* _EXERCISE DESCRIPTION_
The line with "# annotate each instance of the bird's wing" marks the first line to copy, and the line with "# annotate each instance of the bird's leg" marks the last. Transcribe that stretch of the data below exactly, without pictures.

[Collection entries]
================
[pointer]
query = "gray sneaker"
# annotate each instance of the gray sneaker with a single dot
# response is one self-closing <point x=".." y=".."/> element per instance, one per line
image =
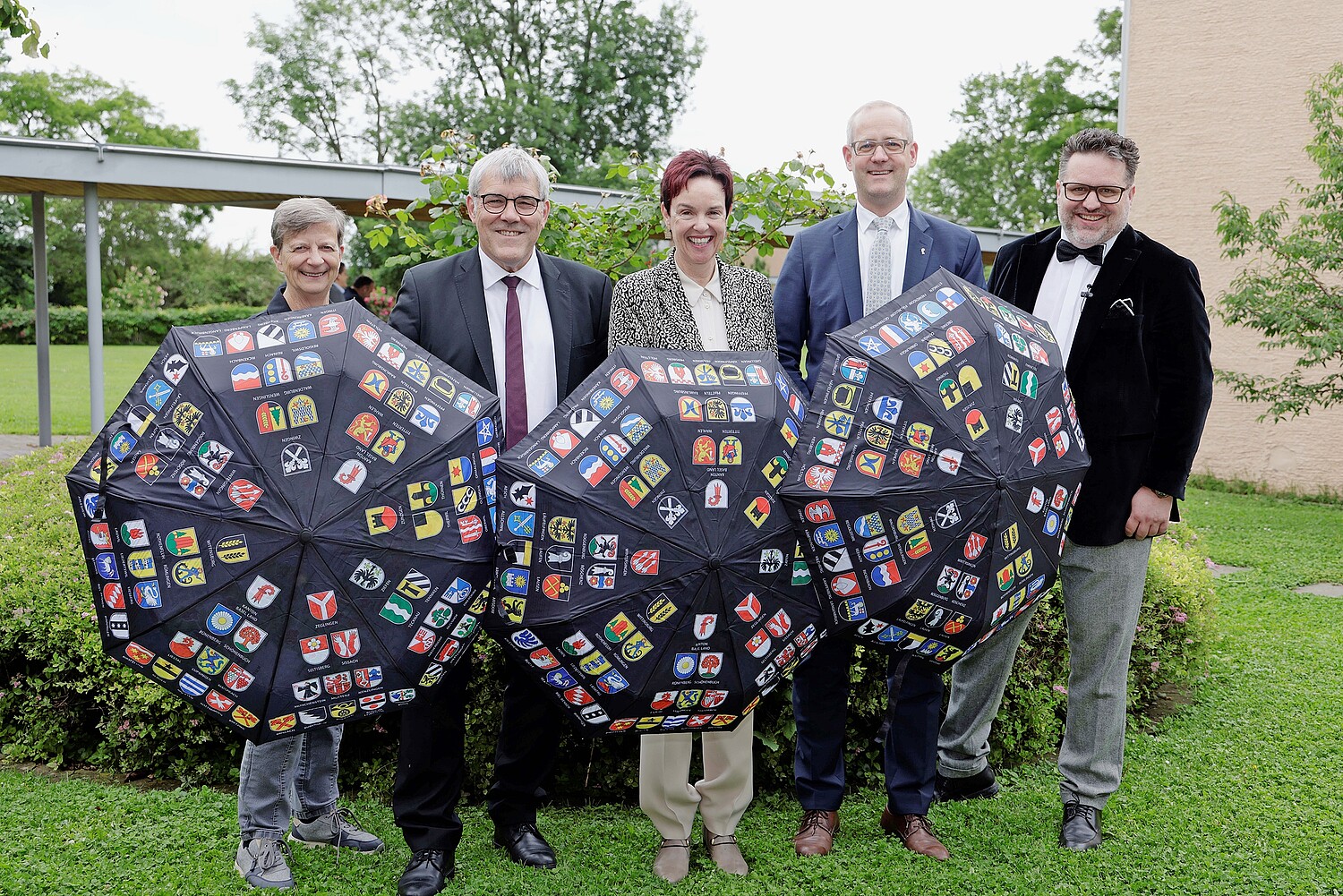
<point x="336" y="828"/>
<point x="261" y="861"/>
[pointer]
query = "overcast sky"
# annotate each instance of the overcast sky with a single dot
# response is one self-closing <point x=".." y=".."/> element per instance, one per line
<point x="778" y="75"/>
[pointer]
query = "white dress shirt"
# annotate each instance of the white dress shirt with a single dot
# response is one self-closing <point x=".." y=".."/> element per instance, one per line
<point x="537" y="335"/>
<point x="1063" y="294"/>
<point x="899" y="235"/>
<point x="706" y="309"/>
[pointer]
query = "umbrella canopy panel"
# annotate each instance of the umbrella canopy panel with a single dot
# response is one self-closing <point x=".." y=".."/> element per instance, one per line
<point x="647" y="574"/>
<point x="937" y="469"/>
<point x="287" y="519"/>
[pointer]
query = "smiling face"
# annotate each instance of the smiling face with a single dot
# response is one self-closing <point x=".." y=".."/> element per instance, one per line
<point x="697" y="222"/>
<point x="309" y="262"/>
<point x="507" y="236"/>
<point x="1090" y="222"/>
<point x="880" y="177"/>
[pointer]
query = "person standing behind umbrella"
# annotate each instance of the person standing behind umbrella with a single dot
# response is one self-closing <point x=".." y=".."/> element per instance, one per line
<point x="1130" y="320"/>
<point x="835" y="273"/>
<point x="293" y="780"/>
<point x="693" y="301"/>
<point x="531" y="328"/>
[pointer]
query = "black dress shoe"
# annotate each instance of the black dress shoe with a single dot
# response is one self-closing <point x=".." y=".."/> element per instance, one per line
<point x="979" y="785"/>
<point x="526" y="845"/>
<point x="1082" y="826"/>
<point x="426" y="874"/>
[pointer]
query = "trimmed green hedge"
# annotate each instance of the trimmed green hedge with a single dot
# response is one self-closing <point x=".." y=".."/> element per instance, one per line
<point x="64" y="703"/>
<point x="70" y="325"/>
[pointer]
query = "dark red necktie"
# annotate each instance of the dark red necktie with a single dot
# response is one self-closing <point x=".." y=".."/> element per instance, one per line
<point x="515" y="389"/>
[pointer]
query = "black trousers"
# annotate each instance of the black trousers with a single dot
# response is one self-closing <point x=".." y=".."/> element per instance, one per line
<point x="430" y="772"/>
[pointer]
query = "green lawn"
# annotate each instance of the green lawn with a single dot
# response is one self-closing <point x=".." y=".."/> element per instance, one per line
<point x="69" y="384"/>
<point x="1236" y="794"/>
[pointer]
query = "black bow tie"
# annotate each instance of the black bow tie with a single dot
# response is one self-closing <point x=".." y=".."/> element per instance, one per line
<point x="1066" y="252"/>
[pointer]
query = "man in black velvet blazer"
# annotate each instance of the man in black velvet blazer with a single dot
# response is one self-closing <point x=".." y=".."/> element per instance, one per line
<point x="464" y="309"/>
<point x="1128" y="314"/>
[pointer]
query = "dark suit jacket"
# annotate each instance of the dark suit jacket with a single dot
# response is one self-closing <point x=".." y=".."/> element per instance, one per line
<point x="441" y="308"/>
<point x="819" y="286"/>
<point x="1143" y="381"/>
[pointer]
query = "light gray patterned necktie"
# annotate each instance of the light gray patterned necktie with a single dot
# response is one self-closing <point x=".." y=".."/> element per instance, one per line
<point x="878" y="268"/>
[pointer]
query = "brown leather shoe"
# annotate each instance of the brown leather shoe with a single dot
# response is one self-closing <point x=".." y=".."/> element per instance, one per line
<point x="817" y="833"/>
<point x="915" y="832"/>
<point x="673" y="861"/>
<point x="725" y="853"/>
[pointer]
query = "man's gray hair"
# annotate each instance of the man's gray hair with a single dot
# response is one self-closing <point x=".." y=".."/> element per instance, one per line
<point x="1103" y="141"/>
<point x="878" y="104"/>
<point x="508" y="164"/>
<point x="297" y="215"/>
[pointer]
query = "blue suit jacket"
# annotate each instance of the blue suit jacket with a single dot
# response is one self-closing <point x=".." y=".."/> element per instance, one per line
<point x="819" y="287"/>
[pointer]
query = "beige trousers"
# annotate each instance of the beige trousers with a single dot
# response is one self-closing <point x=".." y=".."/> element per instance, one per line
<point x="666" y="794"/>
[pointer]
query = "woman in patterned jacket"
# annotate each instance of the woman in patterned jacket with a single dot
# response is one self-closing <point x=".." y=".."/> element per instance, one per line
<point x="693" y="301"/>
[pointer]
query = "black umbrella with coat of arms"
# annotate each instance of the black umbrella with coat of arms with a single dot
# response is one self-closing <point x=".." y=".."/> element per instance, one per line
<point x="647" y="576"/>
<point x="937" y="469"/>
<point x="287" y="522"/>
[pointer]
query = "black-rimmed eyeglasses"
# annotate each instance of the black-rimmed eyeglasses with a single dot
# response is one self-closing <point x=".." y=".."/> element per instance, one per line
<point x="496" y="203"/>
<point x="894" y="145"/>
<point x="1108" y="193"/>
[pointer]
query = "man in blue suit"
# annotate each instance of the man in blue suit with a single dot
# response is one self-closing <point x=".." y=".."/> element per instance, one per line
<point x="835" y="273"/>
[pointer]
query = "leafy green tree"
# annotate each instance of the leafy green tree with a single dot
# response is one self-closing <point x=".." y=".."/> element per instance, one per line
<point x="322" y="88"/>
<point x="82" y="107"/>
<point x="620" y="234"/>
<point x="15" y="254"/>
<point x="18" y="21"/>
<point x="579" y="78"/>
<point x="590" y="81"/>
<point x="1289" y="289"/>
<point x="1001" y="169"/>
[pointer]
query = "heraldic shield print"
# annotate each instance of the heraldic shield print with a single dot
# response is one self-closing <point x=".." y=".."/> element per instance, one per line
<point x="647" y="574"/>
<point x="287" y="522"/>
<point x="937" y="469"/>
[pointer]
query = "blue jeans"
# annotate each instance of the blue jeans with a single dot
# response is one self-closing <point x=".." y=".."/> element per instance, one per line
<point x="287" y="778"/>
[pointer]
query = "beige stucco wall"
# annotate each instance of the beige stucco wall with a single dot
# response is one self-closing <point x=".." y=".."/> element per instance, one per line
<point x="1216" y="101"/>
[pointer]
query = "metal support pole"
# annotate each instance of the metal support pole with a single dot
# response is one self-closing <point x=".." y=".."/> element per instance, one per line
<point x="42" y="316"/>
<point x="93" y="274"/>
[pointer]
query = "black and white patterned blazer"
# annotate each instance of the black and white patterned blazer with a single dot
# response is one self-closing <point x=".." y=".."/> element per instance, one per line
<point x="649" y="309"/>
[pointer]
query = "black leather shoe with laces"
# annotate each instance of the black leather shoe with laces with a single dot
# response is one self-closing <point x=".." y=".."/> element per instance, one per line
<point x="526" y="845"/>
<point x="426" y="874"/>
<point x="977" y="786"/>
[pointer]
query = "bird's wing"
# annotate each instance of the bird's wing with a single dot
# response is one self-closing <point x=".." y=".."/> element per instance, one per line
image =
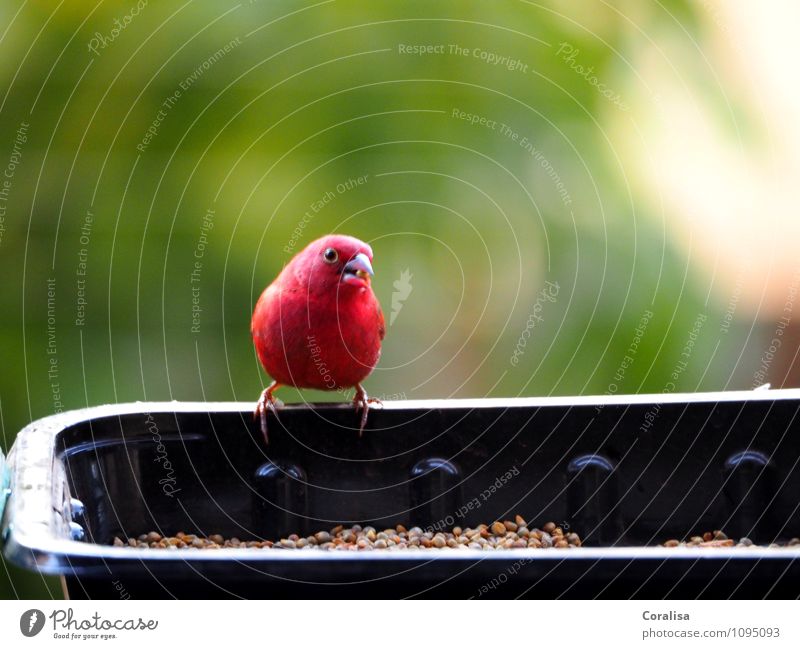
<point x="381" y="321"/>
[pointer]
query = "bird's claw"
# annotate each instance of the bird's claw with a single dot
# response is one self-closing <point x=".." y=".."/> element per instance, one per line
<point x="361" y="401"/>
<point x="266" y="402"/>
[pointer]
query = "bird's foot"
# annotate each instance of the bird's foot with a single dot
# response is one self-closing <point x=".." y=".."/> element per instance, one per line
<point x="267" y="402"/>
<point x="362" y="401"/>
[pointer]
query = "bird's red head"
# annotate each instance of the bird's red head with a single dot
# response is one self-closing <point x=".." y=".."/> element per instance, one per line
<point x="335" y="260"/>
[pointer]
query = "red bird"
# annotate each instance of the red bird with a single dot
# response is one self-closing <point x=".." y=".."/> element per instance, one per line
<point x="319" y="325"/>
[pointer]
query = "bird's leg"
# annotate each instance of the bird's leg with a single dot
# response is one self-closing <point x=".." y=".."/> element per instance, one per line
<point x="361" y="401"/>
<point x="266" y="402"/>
================
* _RESPONSE BELOW_
# annotate each instance of the bird's wing with a single dot
# response is one self-closing <point x=".." y=".."/> element per instance, one per line
image =
<point x="381" y="321"/>
[pointer]
query = "bird's claw"
# annotate each instance of the bird's claw with a single dot
# response is one self-closing <point x=".." y=".."/> element per instance, one per line
<point x="361" y="401"/>
<point x="266" y="402"/>
[pointer]
query = "bird's foot"
# annotate each instance of the bird's foot with a single dot
# response is one self-closing <point x=".." y=".."/> element per instance, one per line
<point x="267" y="402"/>
<point x="362" y="401"/>
[pointer]
query = "bird's red head"
# annotate each instance of the bird's red head with a single dot
# response is one self-closing <point x=".." y=".."/> element per instance, one per line
<point x="335" y="260"/>
[pointer]
query = "red bird"
# annotate each instance of the red bird with a single dot
# response is one self-closing <point x=".." y=".."/> element per instance, one per line
<point x="319" y="325"/>
[pointer]
query = "bird's leg"
# annotate each instance of the bird's leg with a single dot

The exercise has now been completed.